--- start TEXT SHOWN ---
URL (Instagram/TikTok/YouTube):
yt-dlp -x --audio-format mp3 -o "<workdir>/audio.%(ext)s" "<URL>"
Audio name (search):
- Web search for
"<audio name>" site:youtube.comor"<audio name>" instagram audio - Take the first YouTube/SoundCloud result
- Download:
yt-dlp -x --audio-format mp3 -o "<workdir>/audio.%(ext)s" "<URL>"
Step 2: Detect Beats
import librosa
import numpy as np
y, sr = librosa.load("audio.mp3", sr=None)
tempo, beat_frames = librosa.beat.beat_track(y=y, sr=sr)
beat_times = librosa.frames_to_time(beat_frames, sr=sr)
beat_times = [float(t) for t in beat_times]
Select cut points based on beat frequency:
# beat_freq = 2 means every 2nd beat
cut_times = [0.0] + [beat_times[i] for i in range(beat_freq - 1, len(beat_times), beat_freq)]
Trim to audio segment:
start, end = 0.0, 15.0 # or user-provided
cut_times = [t - start for t in cut_times if start <= t < end]
if cut_times[0] != 0.0:
cut_times.insert(0, 0.0)
Typical results by tempo:
| Tempo (BPM) | Beat interval | Every 2nd beat | Cuts in 15s |
|---|---|---|---|
| 80 | 0.75s | 1.5s | ~10 |
| 100 | 0.60s | 1.2s | ~12 |
| 120 | 0.50s | 1.0s | ~15 |
| 140 | 0.43s | 0.86s | ~17 |
If cuts > available images, cycle through images with different Ken Burns effects.
Step 3: Classify & Filter Images
If images were scraped from a product URL, filter out infographics and size charts:
- Skip images with text overlays, size charts, comparison graphics (typically wider aspect ratios, or contain large text blocks)
- Keep model photos, product-only photos, detail shots
Classification heuristic (by position on product page):
| Position | Likely Type |
|---|---|
| Image 1 (first on page) | Hero / front-facing model |
| Image 2 | Alternate angle (side/back) |
| Image 3-4 | Close-up or detail |
| Last image | Size guide or back view |
Model vs product-only detection: If image height > 1.5× width AND file size > 100KB → likely a model photo. Otherwise → product-only photo.
Order images for visual variety: hero → detail → alternate angle → repeat.
--- end TEXT SHOWN ---
--- start DATA PROVIDED ---
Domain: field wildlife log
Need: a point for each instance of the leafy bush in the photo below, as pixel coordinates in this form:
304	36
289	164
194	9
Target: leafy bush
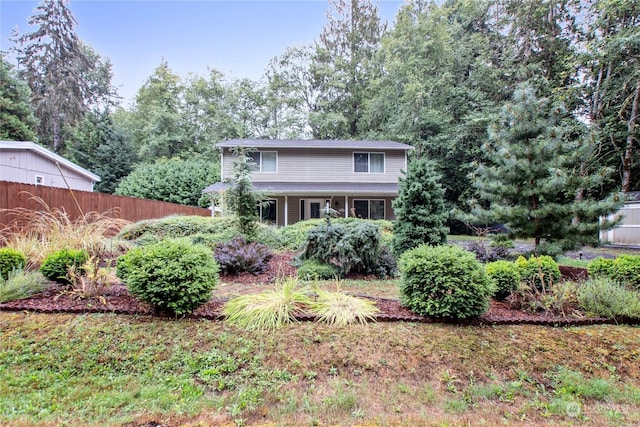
91	280
10	259
538	272
603	296
173	180
352	247
178	226
444	281
312	269
21	284
174	275
387	263
626	270
340	309
56	266
238	256
505	277
600	267
267	310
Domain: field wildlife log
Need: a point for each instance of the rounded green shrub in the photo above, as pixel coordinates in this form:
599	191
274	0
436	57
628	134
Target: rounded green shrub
538	272
312	269
174	276
444	281
10	259
56	265
505	278
626	270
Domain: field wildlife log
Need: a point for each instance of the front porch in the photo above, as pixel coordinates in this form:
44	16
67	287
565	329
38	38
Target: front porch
298	202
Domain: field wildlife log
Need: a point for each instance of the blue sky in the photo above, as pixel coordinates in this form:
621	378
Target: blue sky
237	38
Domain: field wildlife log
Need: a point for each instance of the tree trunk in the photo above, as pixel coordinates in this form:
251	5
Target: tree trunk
629	148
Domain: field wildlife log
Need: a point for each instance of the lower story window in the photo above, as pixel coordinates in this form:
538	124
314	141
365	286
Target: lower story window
369	209
268	211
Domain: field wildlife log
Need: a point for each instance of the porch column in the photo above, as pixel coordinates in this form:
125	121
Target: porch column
286	210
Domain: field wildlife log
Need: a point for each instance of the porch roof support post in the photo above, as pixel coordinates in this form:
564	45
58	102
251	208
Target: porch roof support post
286	210
346	206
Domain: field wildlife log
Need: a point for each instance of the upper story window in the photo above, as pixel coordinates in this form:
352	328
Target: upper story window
368	162
265	161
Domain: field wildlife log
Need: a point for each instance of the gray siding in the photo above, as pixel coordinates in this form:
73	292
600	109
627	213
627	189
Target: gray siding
322	165
23	166
337	203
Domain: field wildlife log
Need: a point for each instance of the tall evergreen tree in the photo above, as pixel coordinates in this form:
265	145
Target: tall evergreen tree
533	180
613	89
160	130
343	66
241	197
53	63
419	208
17	122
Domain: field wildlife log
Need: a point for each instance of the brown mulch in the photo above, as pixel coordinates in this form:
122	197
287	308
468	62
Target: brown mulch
56	299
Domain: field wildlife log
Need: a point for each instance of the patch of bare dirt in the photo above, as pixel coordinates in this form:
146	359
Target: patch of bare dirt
57	299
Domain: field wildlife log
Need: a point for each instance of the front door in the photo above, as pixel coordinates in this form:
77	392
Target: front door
315	208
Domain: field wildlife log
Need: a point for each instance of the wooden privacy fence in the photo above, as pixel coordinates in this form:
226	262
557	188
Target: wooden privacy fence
18	195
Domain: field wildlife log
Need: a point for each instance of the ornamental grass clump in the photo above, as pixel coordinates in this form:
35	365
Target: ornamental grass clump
10	260
174	276
57	265
340	309
268	310
444	281
40	232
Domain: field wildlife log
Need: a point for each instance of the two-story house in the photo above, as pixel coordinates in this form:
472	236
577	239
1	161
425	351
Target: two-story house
303	177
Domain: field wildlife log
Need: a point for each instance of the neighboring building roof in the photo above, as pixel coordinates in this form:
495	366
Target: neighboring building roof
314	143
32	146
304	189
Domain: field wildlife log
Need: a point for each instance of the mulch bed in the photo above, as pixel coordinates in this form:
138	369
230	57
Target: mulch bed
56	299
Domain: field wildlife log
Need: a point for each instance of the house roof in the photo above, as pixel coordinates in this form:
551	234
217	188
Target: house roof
314	143
55	158
306	189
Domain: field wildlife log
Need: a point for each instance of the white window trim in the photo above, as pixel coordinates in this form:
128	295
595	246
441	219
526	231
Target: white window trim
260	208
384	204
369	153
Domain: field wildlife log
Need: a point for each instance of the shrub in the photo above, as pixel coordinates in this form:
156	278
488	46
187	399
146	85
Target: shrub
626	270
56	266
505	277
600	267
174	275
312	269
444	281
352	247
178	226
238	256
603	296
538	272
20	284
387	263
10	259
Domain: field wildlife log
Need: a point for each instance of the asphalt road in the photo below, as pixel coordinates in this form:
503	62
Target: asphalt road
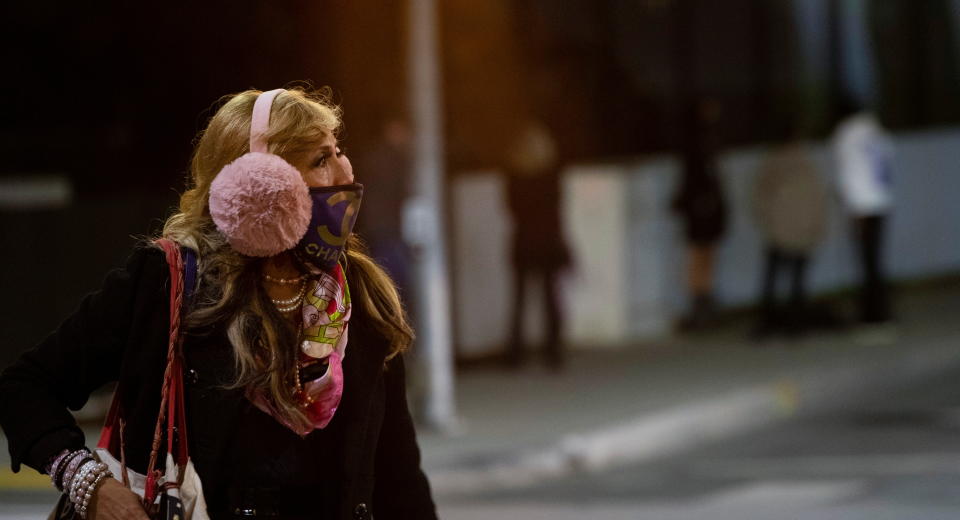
896	456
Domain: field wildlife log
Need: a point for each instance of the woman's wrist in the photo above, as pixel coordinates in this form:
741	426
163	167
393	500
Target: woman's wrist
63	467
84	484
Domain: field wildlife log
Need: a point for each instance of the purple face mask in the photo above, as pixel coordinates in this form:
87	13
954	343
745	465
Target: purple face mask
334	214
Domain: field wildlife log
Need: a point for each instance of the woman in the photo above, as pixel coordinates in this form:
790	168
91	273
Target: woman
289	416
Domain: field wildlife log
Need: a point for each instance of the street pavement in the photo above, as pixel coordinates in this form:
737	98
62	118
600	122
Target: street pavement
895	455
620	415
617	407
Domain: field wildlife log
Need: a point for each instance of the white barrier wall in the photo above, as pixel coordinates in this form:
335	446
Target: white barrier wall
629	278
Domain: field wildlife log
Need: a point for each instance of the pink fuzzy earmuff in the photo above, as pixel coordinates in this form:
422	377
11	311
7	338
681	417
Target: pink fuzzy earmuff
260	202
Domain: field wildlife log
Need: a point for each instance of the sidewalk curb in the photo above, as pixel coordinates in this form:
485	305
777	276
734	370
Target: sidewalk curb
664	432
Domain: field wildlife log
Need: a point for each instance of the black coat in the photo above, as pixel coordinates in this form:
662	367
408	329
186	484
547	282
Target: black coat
120	333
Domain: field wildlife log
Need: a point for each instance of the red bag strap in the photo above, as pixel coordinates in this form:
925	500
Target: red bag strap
171	393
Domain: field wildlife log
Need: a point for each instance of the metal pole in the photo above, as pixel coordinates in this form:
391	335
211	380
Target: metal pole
425	227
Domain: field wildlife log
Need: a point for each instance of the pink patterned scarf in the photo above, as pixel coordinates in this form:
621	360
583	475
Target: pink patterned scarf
326	316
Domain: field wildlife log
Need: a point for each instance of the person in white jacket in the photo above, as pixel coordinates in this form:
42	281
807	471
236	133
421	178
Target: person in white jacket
863	152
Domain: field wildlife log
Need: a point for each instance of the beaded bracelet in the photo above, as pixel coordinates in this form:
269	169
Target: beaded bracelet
79	480
68	467
90	490
72	470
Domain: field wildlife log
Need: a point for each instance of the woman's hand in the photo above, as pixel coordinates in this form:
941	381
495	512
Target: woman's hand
112	501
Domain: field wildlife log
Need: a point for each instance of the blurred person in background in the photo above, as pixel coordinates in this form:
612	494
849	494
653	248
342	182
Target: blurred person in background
790	207
539	250
863	155
289	417
701	205
386	168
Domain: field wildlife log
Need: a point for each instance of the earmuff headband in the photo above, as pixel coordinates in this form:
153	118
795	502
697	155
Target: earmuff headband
260	120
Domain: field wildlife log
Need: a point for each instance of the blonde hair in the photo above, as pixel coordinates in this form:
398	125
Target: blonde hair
264	343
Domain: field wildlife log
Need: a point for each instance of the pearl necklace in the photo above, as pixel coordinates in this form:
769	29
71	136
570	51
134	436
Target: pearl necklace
291	304
285	281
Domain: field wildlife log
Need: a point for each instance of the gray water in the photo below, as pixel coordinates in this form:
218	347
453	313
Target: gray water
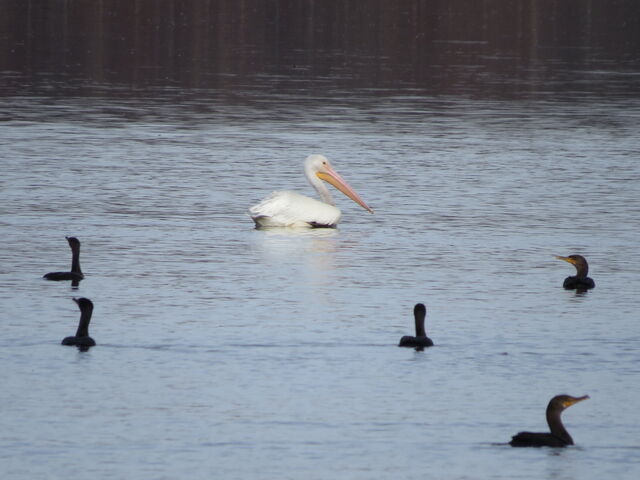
229	352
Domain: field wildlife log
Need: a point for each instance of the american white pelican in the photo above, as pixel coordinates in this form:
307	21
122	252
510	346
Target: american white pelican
290	209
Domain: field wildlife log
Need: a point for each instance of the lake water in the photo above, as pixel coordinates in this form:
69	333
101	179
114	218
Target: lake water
229	352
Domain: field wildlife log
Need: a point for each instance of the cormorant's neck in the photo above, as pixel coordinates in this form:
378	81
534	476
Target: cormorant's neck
83	326
420	325
75	261
582	270
556	426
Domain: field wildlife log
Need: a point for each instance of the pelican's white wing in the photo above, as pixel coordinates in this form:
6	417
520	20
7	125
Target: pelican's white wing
290	209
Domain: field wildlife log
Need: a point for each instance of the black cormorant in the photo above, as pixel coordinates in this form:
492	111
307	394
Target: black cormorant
558	437
580	280
420	340
82	338
75	274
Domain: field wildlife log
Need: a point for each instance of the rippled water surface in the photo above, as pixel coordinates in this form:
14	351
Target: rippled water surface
229	352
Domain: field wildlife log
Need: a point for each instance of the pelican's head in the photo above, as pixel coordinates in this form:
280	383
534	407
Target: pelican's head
320	167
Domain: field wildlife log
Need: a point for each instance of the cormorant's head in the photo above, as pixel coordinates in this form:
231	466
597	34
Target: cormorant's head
560	402
577	261
84	303
73	242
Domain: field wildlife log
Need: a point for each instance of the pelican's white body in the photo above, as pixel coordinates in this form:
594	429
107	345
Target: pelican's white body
290	209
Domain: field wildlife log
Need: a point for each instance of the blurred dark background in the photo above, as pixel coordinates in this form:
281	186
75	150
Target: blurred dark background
373	43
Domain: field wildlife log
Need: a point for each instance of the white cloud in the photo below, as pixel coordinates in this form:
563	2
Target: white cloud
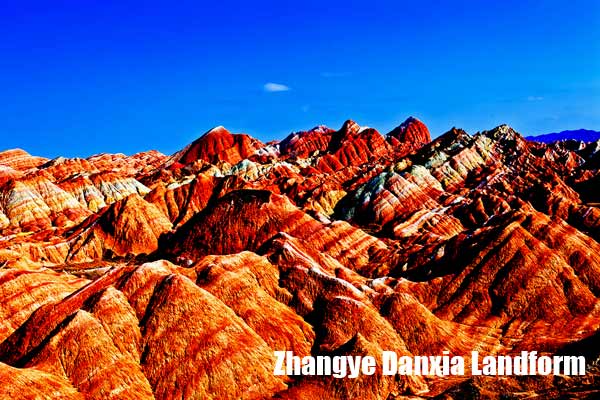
275	87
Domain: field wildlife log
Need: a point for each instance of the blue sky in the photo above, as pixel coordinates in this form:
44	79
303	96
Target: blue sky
83	77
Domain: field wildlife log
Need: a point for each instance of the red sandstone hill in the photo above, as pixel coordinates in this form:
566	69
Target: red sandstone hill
168	277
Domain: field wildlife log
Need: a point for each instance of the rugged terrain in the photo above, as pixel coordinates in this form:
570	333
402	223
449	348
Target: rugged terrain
168	277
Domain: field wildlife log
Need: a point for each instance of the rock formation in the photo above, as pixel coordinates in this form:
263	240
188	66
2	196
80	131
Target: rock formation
167	277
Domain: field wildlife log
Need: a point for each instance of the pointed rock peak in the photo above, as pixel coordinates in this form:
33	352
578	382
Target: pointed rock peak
350	127
217	130
502	132
453	136
411	131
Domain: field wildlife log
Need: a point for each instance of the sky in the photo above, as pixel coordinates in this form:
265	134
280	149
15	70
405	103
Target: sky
82	77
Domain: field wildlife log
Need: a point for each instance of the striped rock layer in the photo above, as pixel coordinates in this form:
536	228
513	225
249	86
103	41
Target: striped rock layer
168	277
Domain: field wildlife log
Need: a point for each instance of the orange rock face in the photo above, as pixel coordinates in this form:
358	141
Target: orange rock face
169	277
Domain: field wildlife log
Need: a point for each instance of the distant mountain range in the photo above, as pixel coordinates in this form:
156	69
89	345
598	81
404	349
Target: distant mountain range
--- end DATA PROVIDED ---
__TASK INSTRUCTIONS__: From the beat-detection guide above, extract verbatim the passage from "tempo, beat_frames = librosa.beat.beat_track(y=y, sr=sr)" to "cut_times.insert(0, 0.0)".

__RESPONSE FOR THIS EXERCISE__:
tempo, beat_frames = librosa.beat.beat_track(y=y, sr=sr)
beat_times = librosa.frames_to_time(beat_frames, sr=sr)
beat_times = [float(t) for t in beat_times]
Select cut points based on beat frequency:
# beat_freq = 2 means every 2nd beat
cut_times = [0.0] + [beat_times[i] for i in range(beat_freq - 1, len(beat_times), beat_freq)]
Trim to audio segment:
start, end = 0.0, 15.0 # or user-provided
cut_times = [t - start for t in cut_times if start <= t < end]
if cut_times[0] != 0.0:
cut_times.insert(0, 0.0)